Given text =

The retrospective bias relies on the extraordinary capacity of the human mind for rationalisation, i.e. the justification of events after the fact. We can never resist telling ourselves a good story, even if it means distorting reality5. As a result, the frantic search for causes is preferred to simple correlations, pseudo-certainties to probabilities, the denial of chance to the consideration of hazards, dichotomous thinking to nuance, the overestimation of low probabilities to the neutral observation of facts: precisely the opposite of what the scientific method teaches us.
Hard science vs. Humanities
Can the scientific method be applied to the study of humans by humans? In a vast series of research studies in experimental social psychology, Jean-Pierre Deconchy and his team explored a fascinating subject: the way humanity thinks about humanity, and the way humanity thinks about the study of humanity. With the help of ingenious experimental set-ups collected in the year 2000 (published in Les animaux surnaturés6), researchers showed how, in the absence advanced scientific culture, some of our cognitive filters convince ourselves that our thoughts and behaviours are not based on natural determinants. And that, consequently, by virtue of these cognitive filters, science would be unfit to understand and explain deep human “nature”.

Raw data =

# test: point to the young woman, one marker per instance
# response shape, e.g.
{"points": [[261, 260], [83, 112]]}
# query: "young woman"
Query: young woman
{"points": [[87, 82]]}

Assignment 1 = In the passage on retrospective bias and the study of humans, what book published the experimental set-ups of Jean-Pierre Deconchy's team?
Assignment 2 = Write the next part of the passage on retrospective bias and the study of humans, starting after its final sentence.

Reply 1 = Les animaux surnaturés

Reply 2 =
Thus, humans construct a definition of humanity, which separates themselves from the idea that they are creatures of nature, determined by the same laws as other living beings. And that behind this biological form hides another “thing”, a “super-nature”, and thus a defiance of the very idea that science has a word to say on what humanity is.
In this research, we find the idea of limited rationality, in the sense that the knowledge of humanity would be something other than rationality. It is also incredible to see that, at the same time as we progress in cognitive and neurosciences, we are also witnessing several pseudo-human sciences flourishes, adding a little extra soul to the “super-nature” studied by Deconchy. These include a revival of shamanism, energetic ‘medicine’ and personal development techniques. They adopt scientific vocabulary that has an authoritative (another cognitive bias) effect – something that we have recently seen in fanciful extrapolations claiming terms from quantum physics to justify alternative medicines or other mysterious phenomena7.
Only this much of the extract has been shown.